**READING PASSAGE**:
WhisperX server

This project uses Quarkus, the Supersonic Subatomic Java Framework to build a webserver to invoke WhisperX.

Concept

WhisperX is a powerful tool for audio file transcription. Its an python cli project with gigabytes of dependencies, therefore I wanted to wrap it up in a more convenient way. I could have used python to build the webserver, but I prefer Java, especially Quarkus since it easy to build a 12-factoy app with only a few lines of code. Additionally the ability to build native executables using GraalVM allows for docker images without further dependencies.

Since the transcription can take a very long time, the http request is not kept open (which will lead to timeouts eventually), but immediately accepted with status 202 accepted and a unique job url is returned. This url can be polled until the transcription job is finished.

How to build and run

There is a top-level Dockerfile which cares for both building the Java webserver (using Quarkus native) and WhisperX. So just clone the sources and build the image. To start the server simply use the docker image build and expose port 8080.

git clone xxx
docker build -t whisperx-server:latest . 
docker run -v ./models:/root/.cache -p 8080:8080 whisperx-server:latest

WhisperX automatically downloads all required models and caches them on /root/.cache (therefore it should be mounted as volume to avoid downloading the same files over and over again). To enable diarization using pyannote-audio you need to accept the terms of services of the model and add a hugging faces token.

**WRITTEN INSTRUCTION 1**: Rewrite the records from their start through the line containing "0,390,500,500", requests included, and add 142 to every coordinate in the answers. Leave the pictures out.

**INPUT**:
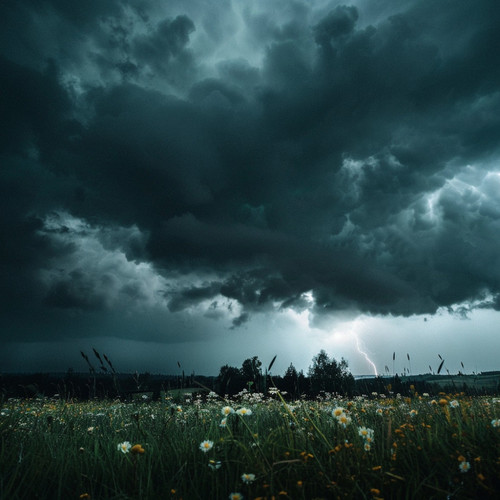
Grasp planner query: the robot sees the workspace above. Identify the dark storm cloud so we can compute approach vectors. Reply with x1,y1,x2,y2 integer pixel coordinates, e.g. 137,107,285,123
0,1,500,344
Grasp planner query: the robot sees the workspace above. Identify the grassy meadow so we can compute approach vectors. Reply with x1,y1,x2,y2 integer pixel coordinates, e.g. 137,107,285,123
0,390,500,500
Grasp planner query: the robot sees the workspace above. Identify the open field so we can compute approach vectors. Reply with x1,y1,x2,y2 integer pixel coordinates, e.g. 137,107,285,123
0,391,500,500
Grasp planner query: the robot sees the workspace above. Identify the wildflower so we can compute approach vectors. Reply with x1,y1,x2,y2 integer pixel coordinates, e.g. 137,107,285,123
200,440,214,453
241,472,255,484
130,444,146,455
358,427,374,441
236,408,252,417
337,413,352,427
118,441,132,453
221,406,234,417
332,406,345,419
458,460,470,472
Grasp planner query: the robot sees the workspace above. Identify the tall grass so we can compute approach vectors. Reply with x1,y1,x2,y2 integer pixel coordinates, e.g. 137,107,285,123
0,392,500,500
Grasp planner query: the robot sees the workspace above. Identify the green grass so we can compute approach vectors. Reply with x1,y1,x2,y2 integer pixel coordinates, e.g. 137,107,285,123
0,394,500,500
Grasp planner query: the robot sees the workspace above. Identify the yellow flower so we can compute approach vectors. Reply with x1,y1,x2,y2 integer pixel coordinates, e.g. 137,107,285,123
117,441,132,453
200,440,214,453
130,444,146,455
458,460,470,472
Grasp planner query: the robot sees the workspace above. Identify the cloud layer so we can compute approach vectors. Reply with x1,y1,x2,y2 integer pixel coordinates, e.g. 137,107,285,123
0,0,500,348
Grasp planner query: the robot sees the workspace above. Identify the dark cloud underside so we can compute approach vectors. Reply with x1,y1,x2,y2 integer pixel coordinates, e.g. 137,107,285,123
0,0,500,342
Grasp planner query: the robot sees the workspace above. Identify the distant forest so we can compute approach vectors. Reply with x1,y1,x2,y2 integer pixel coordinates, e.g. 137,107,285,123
0,349,500,402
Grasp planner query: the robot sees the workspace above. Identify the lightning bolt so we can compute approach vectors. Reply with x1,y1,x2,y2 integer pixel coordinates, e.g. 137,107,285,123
351,331,378,376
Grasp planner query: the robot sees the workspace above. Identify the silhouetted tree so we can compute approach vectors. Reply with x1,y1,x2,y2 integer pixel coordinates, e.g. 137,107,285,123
240,356,262,391
308,349,354,394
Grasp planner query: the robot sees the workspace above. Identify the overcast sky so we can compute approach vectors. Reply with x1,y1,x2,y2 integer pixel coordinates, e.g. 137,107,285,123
0,0,500,375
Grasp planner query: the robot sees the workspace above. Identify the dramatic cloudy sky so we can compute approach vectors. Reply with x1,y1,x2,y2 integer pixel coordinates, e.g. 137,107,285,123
0,0,500,374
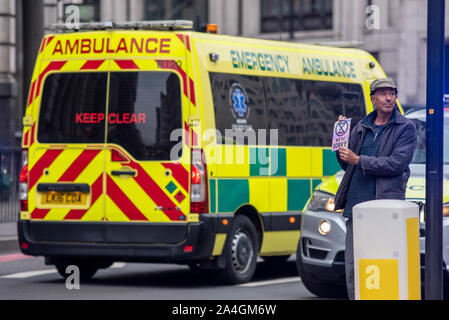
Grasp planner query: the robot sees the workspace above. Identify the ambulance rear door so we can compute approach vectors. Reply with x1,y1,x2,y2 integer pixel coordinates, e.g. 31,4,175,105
28,32,109,242
105,31,194,244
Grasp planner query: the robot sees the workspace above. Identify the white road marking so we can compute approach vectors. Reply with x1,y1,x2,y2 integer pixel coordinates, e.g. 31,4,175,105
110,262,126,269
238,277,301,287
1,269,57,279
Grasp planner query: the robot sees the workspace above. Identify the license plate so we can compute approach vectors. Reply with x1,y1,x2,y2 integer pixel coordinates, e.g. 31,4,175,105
42,191,87,205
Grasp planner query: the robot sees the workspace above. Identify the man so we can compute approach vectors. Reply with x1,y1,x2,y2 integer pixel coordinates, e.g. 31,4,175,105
335,78,417,300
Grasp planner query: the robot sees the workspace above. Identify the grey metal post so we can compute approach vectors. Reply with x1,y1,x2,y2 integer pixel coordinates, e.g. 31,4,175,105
22,0,44,110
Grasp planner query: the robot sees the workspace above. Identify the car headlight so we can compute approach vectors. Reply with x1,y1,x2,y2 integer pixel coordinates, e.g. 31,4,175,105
307,191,343,212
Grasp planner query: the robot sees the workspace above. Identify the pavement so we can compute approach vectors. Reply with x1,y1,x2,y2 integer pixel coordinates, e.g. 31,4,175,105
0,222,20,254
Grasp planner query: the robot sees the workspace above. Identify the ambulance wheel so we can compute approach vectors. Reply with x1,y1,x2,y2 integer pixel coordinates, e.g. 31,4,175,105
262,255,290,264
296,241,348,299
222,215,259,284
55,260,100,282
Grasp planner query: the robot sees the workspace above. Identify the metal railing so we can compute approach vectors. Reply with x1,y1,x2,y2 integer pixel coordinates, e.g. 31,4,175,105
0,148,22,223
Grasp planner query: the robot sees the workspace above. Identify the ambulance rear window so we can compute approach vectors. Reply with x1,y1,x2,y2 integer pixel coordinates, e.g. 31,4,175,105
38,72,107,143
107,72,182,160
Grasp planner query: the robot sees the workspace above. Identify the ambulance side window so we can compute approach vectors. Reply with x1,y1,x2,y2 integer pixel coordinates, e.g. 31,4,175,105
107,72,182,160
38,72,107,143
209,72,267,145
265,77,310,146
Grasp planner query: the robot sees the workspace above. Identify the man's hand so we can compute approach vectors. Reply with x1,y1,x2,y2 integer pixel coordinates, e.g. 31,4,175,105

**WRITTEN INSTRUCTION 2**: According to the WhisperX server page, what status does the server return when it accepts a transcription request?

**PROBLEM SOLUTION 1**:
Grasp planner query: the robot sees the workspace above. Identify the dark storm cloud so we can compute approach vectors. Reply with x1,y1,x2,y2 integer pixel coordinates, e.g. 137,107,285,123
142,143,642,486
Grasp planner query: the robot sees the workspace above. Identify the grassy meadow so we can compute approach vectors. Reply with x1,y1,x2,y2 integer pixel coordinates, e.g. 137,107,285,123
142,532,642,642

**PROBLEM SOLUTION 2**: Status 202 accepted.